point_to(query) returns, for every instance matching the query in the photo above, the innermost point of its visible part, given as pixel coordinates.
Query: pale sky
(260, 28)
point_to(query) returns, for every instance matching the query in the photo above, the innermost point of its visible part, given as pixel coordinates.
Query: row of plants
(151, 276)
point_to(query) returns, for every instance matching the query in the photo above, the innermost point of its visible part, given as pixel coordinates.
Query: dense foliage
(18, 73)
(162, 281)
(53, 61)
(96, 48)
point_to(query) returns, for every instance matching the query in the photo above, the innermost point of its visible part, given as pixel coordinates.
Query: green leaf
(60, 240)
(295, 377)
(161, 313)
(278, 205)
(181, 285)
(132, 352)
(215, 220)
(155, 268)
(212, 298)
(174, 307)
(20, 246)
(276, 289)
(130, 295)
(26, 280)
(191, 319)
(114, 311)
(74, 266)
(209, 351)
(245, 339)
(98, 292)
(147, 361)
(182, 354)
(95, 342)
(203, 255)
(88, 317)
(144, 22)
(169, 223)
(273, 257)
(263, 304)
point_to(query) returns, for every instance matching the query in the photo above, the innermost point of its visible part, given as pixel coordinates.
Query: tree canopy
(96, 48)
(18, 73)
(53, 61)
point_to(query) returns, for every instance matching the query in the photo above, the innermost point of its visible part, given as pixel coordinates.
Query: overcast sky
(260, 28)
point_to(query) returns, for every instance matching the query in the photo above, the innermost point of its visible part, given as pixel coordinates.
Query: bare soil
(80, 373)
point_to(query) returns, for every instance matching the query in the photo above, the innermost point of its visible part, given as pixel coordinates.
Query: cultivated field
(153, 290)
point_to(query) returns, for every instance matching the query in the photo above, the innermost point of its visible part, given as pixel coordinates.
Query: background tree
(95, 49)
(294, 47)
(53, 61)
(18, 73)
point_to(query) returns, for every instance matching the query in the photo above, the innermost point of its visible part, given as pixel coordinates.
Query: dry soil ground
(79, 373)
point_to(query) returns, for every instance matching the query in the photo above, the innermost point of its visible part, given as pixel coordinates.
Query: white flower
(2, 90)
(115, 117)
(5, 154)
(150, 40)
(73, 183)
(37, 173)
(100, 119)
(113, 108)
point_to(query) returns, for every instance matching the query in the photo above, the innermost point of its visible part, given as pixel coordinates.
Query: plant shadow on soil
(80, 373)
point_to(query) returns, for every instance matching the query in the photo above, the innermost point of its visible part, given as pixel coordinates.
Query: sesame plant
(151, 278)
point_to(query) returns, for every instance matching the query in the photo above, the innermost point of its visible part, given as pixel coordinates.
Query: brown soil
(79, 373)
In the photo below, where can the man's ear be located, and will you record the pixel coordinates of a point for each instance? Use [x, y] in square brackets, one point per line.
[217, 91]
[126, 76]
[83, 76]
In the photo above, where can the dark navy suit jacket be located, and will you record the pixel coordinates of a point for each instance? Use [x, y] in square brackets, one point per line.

++++++++

Required action:
Please repeat the listing exactly, with nothing left out.

Solution to the exercise:
point_to(query) returns, for every instance matching the query in the photo above, the innermost point of its visible part, given as pixel coordinates.
Query: pale sky
(260, 28)
point_to(query) returns, for every instance matching the query in the photo above, the innermost point of its visible part, given as pixel coordinates.
Query: row of plants
(151, 276)
point_to(query) returns, for every instance matching the query in the photo above, the innermost point of its visible part, given as pixel coordinates.
Query: dense foliage
(18, 73)
(162, 281)
(53, 61)
(96, 48)
point_to(query) returns, for every instance matching the query in the photo above, the innermost point of its visible part, given as pixel coordinates.
Query: green leaf
(60, 240)
(295, 377)
(161, 313)
(278, 205)
(181, 285)
(132, 352)
(215, 220)
(155, 268)
(212, 298)
(174, 307)
(20, 246)
(276, 289)
(130, 295)
(26, 280)
(191, 319)
(114, 311)
(74, 266)
(209, 351)
(245, 339)
(98, 292)
(147, 361)
(182, 354)
(95, 342)
(203, 255)
(88, 317)
(144, 22)
(169, 223)
(273, 257)
(263, 304)
point_to(query) returns, for every instance matching the query in the photo above, the innermost point of its visible part, given as pixel coordinates.
Query: tree canopy
(96, 48)
(18, 73)
(53, 61)
point_to(query) returns, for every instance matching the query in the photo above, the innermost point of its visible part, given as pixel coordinates.
Query: overcast sky
(260, 28)
point_to(query) returns, for every instance matching the query in the photo above, the innermost point of its visible part, given as pixel coordinates.
Query: bare soil
(80, 373)
point_to(query) returns, for every instance matching the query in the photo above, the innermost point of its visible part, given as pixel coordinates.
Query: cultivated field
(153, 290)
point_to(query) returns, for every instance matching the query in the photo above, the innermost point of its visible part, given as pixel coordinates.
Query: background tree
(95, 49)
(294, 47)
(53, 61)
(18, 73)
point_to(query) returns, for every instance matching the query in the photo above, the innermost point of its visible part, given as pixel coordinates.
Query: dry soil ground
(79, 373)
point_to(query) returns, for every instance matching the query in the photo above, the innermost point of its visible part, given as pixel coordinates.
Query: white flower
(2, 90)
(115, 117)
(5, 154)
(150, 40)
(73, 183)
(37, 173)
(100, 119)
(113, 108)
point_to(query) returns, for every instance matching the query in the photo above, the innermost point of its visible part, given as pixel coordinates.
Query: plant shadow on soil
(80, 373)
point_to(query) returns, for every instance matching the query in the photo above, the innermost point of its visible part, given as pixel coordinates.
Query: sesame plant
(151, 278)
point_to(query) returns, for every instance matching the query in the photo above, the innermost point of its visible part, given as pixel coordinates.
Query: brown soil
(79, 373)
In the photo below, where can the man's ear be located, and will you record the pixel coordinates of a point for each instance? Use [x, y] in square brackets, one point per line.
[217, 91]
[126, 76]
[83, 76]
In the photo above, where can the dark navy suit jacket be located, and will you record the pixel coordinates of a point for each instance? Use [x, y] in square brackets, one point per line.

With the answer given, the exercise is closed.